**** Entries shown ****
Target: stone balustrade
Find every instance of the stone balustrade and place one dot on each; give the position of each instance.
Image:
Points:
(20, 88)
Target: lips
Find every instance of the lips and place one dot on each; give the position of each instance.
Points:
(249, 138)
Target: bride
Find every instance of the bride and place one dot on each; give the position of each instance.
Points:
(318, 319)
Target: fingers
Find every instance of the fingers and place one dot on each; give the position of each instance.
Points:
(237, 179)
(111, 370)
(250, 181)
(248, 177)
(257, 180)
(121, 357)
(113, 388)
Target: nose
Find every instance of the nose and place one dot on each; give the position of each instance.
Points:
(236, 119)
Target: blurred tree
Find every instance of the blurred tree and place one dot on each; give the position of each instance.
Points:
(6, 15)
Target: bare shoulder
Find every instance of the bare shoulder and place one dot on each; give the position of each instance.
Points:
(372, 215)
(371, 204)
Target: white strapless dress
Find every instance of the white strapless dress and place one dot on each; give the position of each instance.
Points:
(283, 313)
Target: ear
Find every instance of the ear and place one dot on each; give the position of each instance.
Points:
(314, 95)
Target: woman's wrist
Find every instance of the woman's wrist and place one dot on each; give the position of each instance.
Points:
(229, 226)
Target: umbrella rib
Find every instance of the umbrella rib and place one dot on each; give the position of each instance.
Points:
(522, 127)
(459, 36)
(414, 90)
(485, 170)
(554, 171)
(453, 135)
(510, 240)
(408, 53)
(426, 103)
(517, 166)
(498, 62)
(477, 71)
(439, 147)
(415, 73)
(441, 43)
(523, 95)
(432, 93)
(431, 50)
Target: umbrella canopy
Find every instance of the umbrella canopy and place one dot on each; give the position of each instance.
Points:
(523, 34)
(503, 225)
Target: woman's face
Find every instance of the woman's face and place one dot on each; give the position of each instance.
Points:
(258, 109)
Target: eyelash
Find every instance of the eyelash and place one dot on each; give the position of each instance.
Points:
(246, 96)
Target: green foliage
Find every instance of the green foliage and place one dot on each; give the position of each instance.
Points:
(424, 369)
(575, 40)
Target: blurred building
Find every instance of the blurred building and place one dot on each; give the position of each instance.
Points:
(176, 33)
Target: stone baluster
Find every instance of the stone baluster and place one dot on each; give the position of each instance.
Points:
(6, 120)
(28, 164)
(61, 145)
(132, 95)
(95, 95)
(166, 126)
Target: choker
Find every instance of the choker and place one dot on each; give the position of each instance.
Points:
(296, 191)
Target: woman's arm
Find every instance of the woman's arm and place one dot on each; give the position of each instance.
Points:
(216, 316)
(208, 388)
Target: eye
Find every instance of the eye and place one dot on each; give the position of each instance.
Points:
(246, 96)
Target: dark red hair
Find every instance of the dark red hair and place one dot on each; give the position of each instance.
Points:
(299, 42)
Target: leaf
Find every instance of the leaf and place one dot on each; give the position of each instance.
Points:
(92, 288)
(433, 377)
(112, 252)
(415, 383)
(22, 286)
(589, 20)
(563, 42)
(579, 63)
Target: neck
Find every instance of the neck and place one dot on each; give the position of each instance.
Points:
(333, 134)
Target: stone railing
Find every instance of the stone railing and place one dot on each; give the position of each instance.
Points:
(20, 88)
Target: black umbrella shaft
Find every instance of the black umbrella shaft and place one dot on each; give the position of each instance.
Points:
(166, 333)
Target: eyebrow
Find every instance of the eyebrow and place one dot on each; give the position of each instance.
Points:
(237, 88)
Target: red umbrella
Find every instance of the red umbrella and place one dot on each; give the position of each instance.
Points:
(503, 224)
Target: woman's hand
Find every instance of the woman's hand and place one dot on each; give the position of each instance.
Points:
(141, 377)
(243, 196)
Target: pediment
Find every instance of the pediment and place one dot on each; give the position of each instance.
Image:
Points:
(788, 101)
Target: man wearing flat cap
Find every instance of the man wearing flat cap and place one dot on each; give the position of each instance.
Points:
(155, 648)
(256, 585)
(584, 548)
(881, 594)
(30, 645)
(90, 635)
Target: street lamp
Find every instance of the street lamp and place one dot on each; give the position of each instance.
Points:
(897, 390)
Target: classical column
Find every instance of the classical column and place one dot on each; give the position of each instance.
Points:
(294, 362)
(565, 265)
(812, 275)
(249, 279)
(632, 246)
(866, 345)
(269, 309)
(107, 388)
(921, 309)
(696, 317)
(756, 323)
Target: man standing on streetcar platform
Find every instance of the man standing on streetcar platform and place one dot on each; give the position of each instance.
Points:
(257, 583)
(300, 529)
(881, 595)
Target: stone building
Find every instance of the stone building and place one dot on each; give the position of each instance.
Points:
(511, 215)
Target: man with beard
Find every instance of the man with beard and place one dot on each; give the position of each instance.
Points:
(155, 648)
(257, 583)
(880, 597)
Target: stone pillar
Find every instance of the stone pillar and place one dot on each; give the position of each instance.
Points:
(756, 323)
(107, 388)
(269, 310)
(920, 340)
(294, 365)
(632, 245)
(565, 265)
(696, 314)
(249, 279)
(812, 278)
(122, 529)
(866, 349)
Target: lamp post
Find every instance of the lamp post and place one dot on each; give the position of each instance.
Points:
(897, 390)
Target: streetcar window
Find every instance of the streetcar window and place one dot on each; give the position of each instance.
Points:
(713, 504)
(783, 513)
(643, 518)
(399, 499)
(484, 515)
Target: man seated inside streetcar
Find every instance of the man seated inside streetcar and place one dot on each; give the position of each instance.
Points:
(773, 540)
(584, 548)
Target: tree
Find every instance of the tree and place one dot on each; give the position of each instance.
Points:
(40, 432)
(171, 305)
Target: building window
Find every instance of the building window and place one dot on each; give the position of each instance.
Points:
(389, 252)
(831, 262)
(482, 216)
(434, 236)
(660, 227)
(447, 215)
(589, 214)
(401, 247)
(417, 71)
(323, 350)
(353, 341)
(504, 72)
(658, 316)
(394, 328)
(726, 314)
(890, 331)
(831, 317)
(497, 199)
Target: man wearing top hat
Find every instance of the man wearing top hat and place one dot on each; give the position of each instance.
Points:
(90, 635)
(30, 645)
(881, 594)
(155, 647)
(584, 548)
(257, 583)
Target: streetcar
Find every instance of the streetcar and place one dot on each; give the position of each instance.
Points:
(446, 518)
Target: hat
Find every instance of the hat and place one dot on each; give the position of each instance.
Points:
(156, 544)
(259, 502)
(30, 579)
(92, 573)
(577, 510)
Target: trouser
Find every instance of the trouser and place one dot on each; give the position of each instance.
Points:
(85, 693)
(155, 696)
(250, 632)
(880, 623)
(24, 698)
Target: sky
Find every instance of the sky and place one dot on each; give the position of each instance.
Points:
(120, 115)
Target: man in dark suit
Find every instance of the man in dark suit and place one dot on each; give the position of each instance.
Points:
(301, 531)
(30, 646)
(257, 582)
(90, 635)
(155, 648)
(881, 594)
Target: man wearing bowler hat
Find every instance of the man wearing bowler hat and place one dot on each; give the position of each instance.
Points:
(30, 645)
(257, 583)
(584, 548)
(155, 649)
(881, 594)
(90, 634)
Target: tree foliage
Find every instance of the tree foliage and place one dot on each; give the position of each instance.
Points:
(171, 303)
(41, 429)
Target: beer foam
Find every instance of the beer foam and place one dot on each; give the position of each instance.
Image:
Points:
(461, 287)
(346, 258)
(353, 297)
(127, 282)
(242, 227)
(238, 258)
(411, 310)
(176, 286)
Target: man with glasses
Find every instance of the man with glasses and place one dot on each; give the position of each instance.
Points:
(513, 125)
****
→ **Exercise brief**: Reproduce the entries above in full, exactly as they read.

→ **Exercise result**:
Target: stone balustrade
Find every instance of the stone balustrade and place one dot on each; give the position of each instance.
Image:
Points:
(20, 88)
Target: lips
Find every instance of the lips and place one dot on each; give the position of each instance.
Points:
(249, 138)
Target: bride
Find every instance of the bride and place one dot on each; give the position of each instance.
Points:
(318, 319)
Target: fingers
Find every instance of the fingers and place one dot on each; give the position of each instance.
Points:
(237, 179)
(111, 370)
(250, 181)
(248, 177)
(257, 180)
(121, 357)
(113, 388)
Target: nose
Find every instance of the nose and place one dot on each; give the position of each instance.
Points:
(236, 119)
Target: blurred tree
Find every instance of the blurred tree and place one dot on each; give the position of each instance.
Points:
(6, 15)
Target: bare shoulder
Find every instance of the bare shoulder and place one dot on each; give the position of each instance.
Points:
(372, 215)
(371, 204)
Target: white strapless dress
Find every instance of the white strapless dress and place one dot on each; give the position of each instance.
Points:
(283, 313)
Target: ear
Find every instance of the ear and place one dot on each; give the position of each instance.
Points:
(314, 95)
Target: woman's wrist
Find every instance of the woman's wrist and place one dot on each; give the position of each instance.
Points:
(229, 226)
Target: umbrella rib
Find every instance of the umbrella rib and place one dot on each; give the position of each instance.
Points:
(522, 127)
(459, 36)
(414, 90)
(485, 170)
(554, 171)
(453, 135)
(510, 240)
(408, 53)
(426, 103)
(517, 166)
(498, 62)
(477, 71)
(439, 147)
(415, 73)
(441, 43)
(523, 95)
(432, 93)
(431, 50)
Target: umbrella canopy
Find every instance of the umbrella canopy and place one dot on each; give the position of each instance.
Points:
(523, 34)
(503, 225)
Target: woman's face
Find every instance of the woman's face and place one dot on each; give the position of each instance.
Points:
(258, 109)
Target: eyelash
Find every instance of the eyelash and place one dot on each; give the position of each instance.
Points:
(246, 96)
Target: green foliage
Find every instance of the green foliage and place one dot on each; give the position of each instance.
Points:
(424, 369)
(575, 40)
Target: blurred building
Find every instance of the blurred building and place one dot on each; give the position of each instance.
Points:
(176, 33)
Target: stone baluster
Find every instance of the stone baluster and place one dot on each; give the position of each instance.
Points:
(6, 120)
(28, 164)
(61, 145)
(132, 95)
(95, 95)
(166, 126)
Target: choker
Find every instance of the choker and place one dot on each; give the position of each instance.
Points:
(296, 191)
Target: woman's arm
Find every instance of the woman's arm and place one dot on each; give the position of each instance.
Points:
(216, 316)
(208, 388)
Target: eye
Find every instance of the eye and place one dot on each; give the position of each instance.
Points:
(246, 96)
Target: dark red hair
Find every instance of the dark red hair and place one dot on each; give the position of each instance.
Points:
(299, 42)
Target: leaf
Find every instance of the leaf and place one dot on each; give the position of each instance.
Points:
(92, 288)
(433, 377)
(112, 252)
(415, 383)
(22, 286)
(589, 20)
(563, 42)
(579, 63)
Target: neck
Find every instance of the neck and place one dot on each; give the position of each instance.
Points:
(333, 134)
Target: stone railing
Find every instance of the stone railing and place one dot on each; give the position of each instance.
Points:
(20, 88)
Target: black umbrella shaft
Find every instance of the black umbrella shaft and place one dot on each; give the position of each instance.
Points:
(166, 333)
Target: eyebrow
Find every instance of the eyebrow and place one dot on each; give the position of each instance.
Points:
(237, 88)
Target: red umbrella
Find every instance of the red umbrella and place one dot on each; give the position of each instance.
Points:
(503, 224)
Target: woman's hand
Find every instance of the woman's hand and place one dot on each; give the position of each instance.
Points:
(141, 377)
(243, 196)
Target: pediment
Find every instance of the pediment and place one dot on each; give the position of each instance.
Image:
Points:
(788, 101)
Target: man wearing flat cap
Find every instance of the man wearing flat cap and place one dot on each; give the position of each instance.
Points:
(155, 648)
(256, 585)
(584, 548)
(881, 594)
(30, 645)
(90, 635)
Target: street lamp
Find every instance of the street lamp and place one dot on each; give the position of each instance.
Points:
(897, 390)
Target: classical column
Find every instance of the classical column and place one dot on each; give the position of each instance.
Points:
(294, 362)
(565, 265)
(812, 275)
(249, 279)
(632, 246)
(866, 345)
(269, 309)
(107, 388)
(921, 309)
(696, 317)
(756, 323)
Target: man standing on streetcar platform
Find every instance of the man standing on streetcar platform and place one dot on each; give the position of each instance.
Points:
(257, 583)
(300, 529)
(881, 595)
Target: stone building
Find every instance of the stone building and place one dot on each; give the position of each instance.
Points:
(511, 215)
Target: man with beard
Find every instance of the man with beard and place one dot on each; give the position of each instance.
Points:
(155, 648)
(257, 583)
(880, 597)
Target: stone pillar
Find every instance of the stone pillar and place one dot on each; give the position of each instance.
Points:
(756, 323)
(107, 388)
(269, 310)
(920, 340)
(294, 365)
(632, 245)
(565, 265)
(696, 314)
(249, 279)
(812, 278)
(122, 529)
(866, 349)
Target: lamp post
Find every instance of the lamp post and place one dot on each; give the position of each instance.
Points:
(897, 390)
Target: streetcar window
Find every instance of the streetcar window and place one dot on each; give the position of each instance.
Points:
(713, 504)
(783, 513)
(643, 518)
(399, 499)
(484, 515)
Target: man seated inside streetcar
Find every instance of the man seated inside streetcar and place one dot on each; give the position of each instance.
Points:
(773, 540)
(584, 548)
Target: tree
Find every instance of the tree and place one dot on each; give the position of each instance.
Points:
(40, 432)
(171, 305)
Target: building window
Find every instance of the building window and place one dot on each; give the position of each instance.
Points:
(389, 252)
(831, 262)
(482, 216)
(434, 236)
(660, 227)
(447, 215)
(589, 214)
(401, 247)
(417, 71)
(323, 350)
(353, 341)
(504, 72)
(658, 316)
(394, 328)
(726, 314)
(890, 331)
(831, 317)
(497, 199)
Target: man wearing top hat
Find every instance of the man wearing top hat and place one dot on each; give the position of each instance.
Points:
(90, 635)
(30, 645)
(881, 594)
(155, 647)
(584, 548)
(257, 583)
Target: streetcar
Find every instance of the streetcar and place one dot on each; give the position of each instance.
Points:
(446, 518)
Target: hat
Find every instance of the hat and place one dot on each; give the position of each instance.
Points:
(156, 544)
(259, 502)
(30, 579)
(92, 573)
(577, 510)
Target: trouser
Find every instance of the trouser and place one dot on each; give the position of each instance.
Points:
(85, 693)
(155, 696)
(250, 632)
(880, 623)
(24, 698)
Target: sky
Find every instance of the sky and place one dot on each; give the position of each instance.
Points:
(120, 115)
Target: man in dark suit
Find every instance of the man in dark suit and place one dot on each; give the position of each instance.
Points:
(301, 531)
(30, 646)
(257, 582)
(90, 635)
(155, 648)
(881, 594)
Target: man wearing bowler hat
Find every instance of the man wearing bowler hat and place one dot on each; give the position of each instance.
Points:
(30, 645)
(257, 583)
(584, 548)
(155, 649)
(881, 594)
(90, 634)
Target: tree foliage
Find every instance of the tree foliage and place one dot on each; give the position of each instance.
Points:
(171, 303)
(41, 429)
Target: beer foam
Find every instance of the beer foam and place one dot on each; give the position of each instance.
Image:
Points:
(461, 287)
(346, 258)
(353, 297)
(127, 282)
(242, 227)
(238, 258)
(411, 310)
(176, 286)
Target: man with glasses
Find every instance of the man with glasses and place one dot on each; give the position of each instance.
Points:
(513, 125)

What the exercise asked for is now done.